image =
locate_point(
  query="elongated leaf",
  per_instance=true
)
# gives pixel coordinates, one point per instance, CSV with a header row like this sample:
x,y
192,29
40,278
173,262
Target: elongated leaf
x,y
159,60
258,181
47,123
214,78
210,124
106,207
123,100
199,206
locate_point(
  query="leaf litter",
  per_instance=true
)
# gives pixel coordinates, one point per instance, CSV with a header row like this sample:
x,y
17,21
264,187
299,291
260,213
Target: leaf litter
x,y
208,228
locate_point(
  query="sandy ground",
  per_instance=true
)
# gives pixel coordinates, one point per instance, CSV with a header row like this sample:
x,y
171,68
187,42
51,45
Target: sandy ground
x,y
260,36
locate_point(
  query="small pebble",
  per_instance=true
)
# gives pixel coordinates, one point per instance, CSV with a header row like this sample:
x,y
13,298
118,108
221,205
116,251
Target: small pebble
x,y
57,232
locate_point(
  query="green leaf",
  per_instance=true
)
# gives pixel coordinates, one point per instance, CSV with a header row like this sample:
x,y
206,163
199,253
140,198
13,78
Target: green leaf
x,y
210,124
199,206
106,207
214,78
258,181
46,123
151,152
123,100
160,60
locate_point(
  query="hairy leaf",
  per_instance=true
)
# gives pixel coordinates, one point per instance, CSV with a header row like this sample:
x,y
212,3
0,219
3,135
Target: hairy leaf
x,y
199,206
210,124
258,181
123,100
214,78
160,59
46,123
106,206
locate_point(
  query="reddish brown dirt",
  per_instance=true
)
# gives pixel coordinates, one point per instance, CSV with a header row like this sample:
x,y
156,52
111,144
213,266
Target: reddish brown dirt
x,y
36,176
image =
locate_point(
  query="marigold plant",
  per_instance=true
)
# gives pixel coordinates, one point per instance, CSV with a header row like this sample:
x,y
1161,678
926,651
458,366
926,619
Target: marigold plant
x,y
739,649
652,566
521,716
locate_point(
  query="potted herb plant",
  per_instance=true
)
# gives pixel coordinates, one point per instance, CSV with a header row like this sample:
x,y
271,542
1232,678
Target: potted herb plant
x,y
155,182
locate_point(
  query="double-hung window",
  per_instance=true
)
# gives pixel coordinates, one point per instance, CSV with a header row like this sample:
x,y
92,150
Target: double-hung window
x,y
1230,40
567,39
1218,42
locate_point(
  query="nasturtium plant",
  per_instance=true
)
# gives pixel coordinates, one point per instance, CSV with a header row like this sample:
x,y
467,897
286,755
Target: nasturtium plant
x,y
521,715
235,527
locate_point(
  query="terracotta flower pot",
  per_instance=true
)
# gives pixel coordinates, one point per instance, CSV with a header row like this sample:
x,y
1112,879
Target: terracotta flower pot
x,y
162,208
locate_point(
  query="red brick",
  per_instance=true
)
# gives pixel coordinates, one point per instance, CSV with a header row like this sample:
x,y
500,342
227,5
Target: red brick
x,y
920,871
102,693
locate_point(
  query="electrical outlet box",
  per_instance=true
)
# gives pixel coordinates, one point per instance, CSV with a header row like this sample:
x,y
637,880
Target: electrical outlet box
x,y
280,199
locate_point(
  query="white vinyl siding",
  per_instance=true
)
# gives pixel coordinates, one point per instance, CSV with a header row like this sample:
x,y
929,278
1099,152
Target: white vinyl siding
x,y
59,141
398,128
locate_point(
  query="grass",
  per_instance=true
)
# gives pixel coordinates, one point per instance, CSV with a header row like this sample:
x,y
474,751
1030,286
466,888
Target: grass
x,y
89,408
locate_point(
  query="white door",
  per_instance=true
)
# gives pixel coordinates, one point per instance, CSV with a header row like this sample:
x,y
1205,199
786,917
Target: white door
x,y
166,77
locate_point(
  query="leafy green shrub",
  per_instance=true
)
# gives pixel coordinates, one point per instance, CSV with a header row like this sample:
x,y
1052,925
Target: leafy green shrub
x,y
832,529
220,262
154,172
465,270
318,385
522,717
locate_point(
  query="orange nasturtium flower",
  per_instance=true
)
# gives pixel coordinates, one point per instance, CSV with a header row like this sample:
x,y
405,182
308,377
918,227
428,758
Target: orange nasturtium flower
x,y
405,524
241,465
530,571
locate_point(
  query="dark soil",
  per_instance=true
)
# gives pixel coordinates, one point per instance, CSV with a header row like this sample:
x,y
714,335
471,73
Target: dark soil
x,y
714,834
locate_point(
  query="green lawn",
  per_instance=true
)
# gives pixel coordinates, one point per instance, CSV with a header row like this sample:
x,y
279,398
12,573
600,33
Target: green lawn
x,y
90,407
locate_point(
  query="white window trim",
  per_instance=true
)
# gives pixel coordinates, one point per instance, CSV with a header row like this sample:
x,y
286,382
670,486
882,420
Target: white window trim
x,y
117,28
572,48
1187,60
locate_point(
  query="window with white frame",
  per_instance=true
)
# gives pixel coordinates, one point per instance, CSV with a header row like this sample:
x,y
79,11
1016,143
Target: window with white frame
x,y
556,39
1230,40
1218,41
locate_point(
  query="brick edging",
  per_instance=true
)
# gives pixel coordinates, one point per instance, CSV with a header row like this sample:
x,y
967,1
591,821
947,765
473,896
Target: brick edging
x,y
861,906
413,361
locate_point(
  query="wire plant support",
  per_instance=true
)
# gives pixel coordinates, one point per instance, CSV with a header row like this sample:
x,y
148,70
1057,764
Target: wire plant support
* * *
TASK DETAILS — Go through the records and print each one exactly.

RESULT OF THIS TASK —
image =
locate_point(
  query="elongated leaf",
  per_instance=true
)
# gives pixel coordinates, one point per instance, CSV with a header row like this sample:
x,y
192,29
40,278
173,262
Target: elongated leaf
x,y
159,60
258,181
47,123
214,78
210,124
106,207
123,100
199,206
locate_point(
  query="leaf litter",
  per_instance=true
)
# gives pixel coordinates, one point per instance, CSV with a header row like this sample:
x,y
17,21
264,187
299,291
260,213
Target: leaf litter
x,y
208,228
locate_point(
  query="sandy ground",
  per_instance=true
)
# gives pixel coordinates, one point per instance, CSV with a header row like this sample:
x,y
171,68
187,42
51,45
Target: sandy ground
x,y
260,36
locate_point(
  query="small pebble",
  per_instance=true
)
# gives pixel coordinates, one point per instance, CSV with a header row like this sample:
x,y
13,298
118,108
221,205
116,251
Target: small pebble
x,y
57,232
locate_point(
  query="green leaf",
  per_instance=true
)
# gives pixel coordinates, one point per instance, CSV with a header row like this sample:
x,y
206,163
199,253
140,198
13,78
Target: green leaf
x,y
210,124
199,206
106,207
214,78
258,181
46,123
151,152
123,100
160,60
locate_point(
  query="hairy leaf",
  per_instance=true
)
# gives pixel coordinates, one point per instance, CSV with a header row like this sample:
x,y
212,3
0,219
3,135
Target: hairy leaf
x,y
199,206
210,124
258,181
123,100
214,78
160,59
46,123
106,206
locate_point(
  query="reddish brown dirt",
  per_instance=true
)
# gives pixel coordinates, one point per instance, CSV with a header row like this sample:
x,y
156,52
111,144
213,266
Target: reddish brown dirt
x,y
36,176
image =
locate_point(
  query="marigold plant",
  per_instance=true
)
# gives pixel coordinates, one point per instance, CSV with a header row like this sample:
x,y
1161,678
926,651
458,366
926,619
Target: marigold plant
x,y
739,649
652,566
521,716
locate_point(
  query="potted herb plant",
  per_instance=true
)
# gives pixel coordinates, one point per instance, CSV with a header row like this sample:
x,y
271,542
1232,678
Target: potted herb plant
x,y
155,182
locate_point(
  query="double-hung window",
  per_instance=true
)
# gives pixel coordinates, one point per instance, CSV with a header row like this sample:
x,y
92,150
Target: double-hung window
x,y
1230,40
567,39
1218,42
locate_point(
  query="nasturtium plant",
  per_instance=true
)
# gives pixel coordinates, one point per instance, CSV with a header row like this sample:
x,y
467,897
286,755
Target: nasturtium plant
x,y
521,715
235,527
locate_point(
  query="terracotta flower pot",
  per_instance=true
)
# gives pixel coordinates, one point per instance, CSV with a header row like this sample:
x,y
1112,879
Target: terracotta flower pot
x,y
162,208
locate_point(
  query="red brick",
  per_instance=true
)
# gives pixel coordinates, one point per instance, CSV with a header row like this sample:
x,y
500,342
227,5
Target: red brick
x,y
920,871
102,693
locate_point(
  query="electrical outlet box",
  per_instance=true
)
# gives pixel coordinates, one point per instance, CSV with a header row like this sample:
x,y
637,880
Target: electrical outlet box
x,y
280,199
locate_point(
  query="white vinyl siding",
  per_instance=true
)
# gives pixel coordinates, one point per instance, CSV with a header row like this sample:
x,y
929,278
1099,152
Target: white vinyl siding
x,y
59,141
398,128
locate_point(
  query="grass",
  per_instance=true
)
# gives pixel coordinates, one point per instance, CSV with a header row like this sample:
x,y
474,751
1030,286
466,888
Target: grass
x,y
89,408
locate_point(
  query="white door",
  per_instance=true
)
# gives pixel coordinates, one point per instance, CSV with a header row like this sample:
x,y
1205,199
786,917
Target: white door
x,y
166,77
locate_point(
  query="leafy green shrub",
  per_instance=true
)
# gives pixel coordinates, one point per instance, CSV with a header row like this sample:
x,y
1052,925
Target: leafy green shrub
x,y
832,529
220,262
154,172
465,270
318,385
522,717
locate_point(
  query="orange nasturtium flower",
  per_instance=true
)
# gives pixel coordinates, one point per instance, CSV with a header row like this sample:
x,y
405,182
308,377
918,227
428,758
Target: orange nasturtium flower
x,y
405,524
241,465
530,571
locate_point(
  query="dark soil",
  per_instance=true
)
# gives pixel coordinates, one point per instance, CSV with a header row like this sample:
x,y
714,335
471,73
Target: dark soil
x,y
714,834
locate_point(
  query="green lawn",
  per_instance=true
)
# gives pixel coordinates, one point per instance, CSV with a header row like this sample:
x,y
279,398
12,573
600,33
Target: green lawn
x,y
90,407
locate_point(
  query="white window trim",
  per_instance=true
)
# gives pixel coordinates, one point per instance, CSV with a header row like this sample:
x,y
286,382
670,486
882,420
Target: white window trim
x,y
117,28
572,48
1187,60
locate_point(
  query="window with white frame",
  per_instance=true
)
# gives pixel coordinates, one point per instance, CSV with a header row like this sample:
x,y
79,11
1016,143
Target: window with white frame
x,y
556,39
1230,40
1218,41
locate_point(
  query="brick edging",
  per_instance=true
)
# gives pixel coordinates, one point per instance, CSV with a header row like this sample:
x,y
967,1
591,821
947,765
473,896
Target: brick edging
x,y
861,906
413,361
locate_point(
  query="wire plant support",
  per_instance=true
)
# gives pixel coordinates, one point per instance, CSV with a header row like this sample:
x,y
148,70
1057,764
Target: wire plant support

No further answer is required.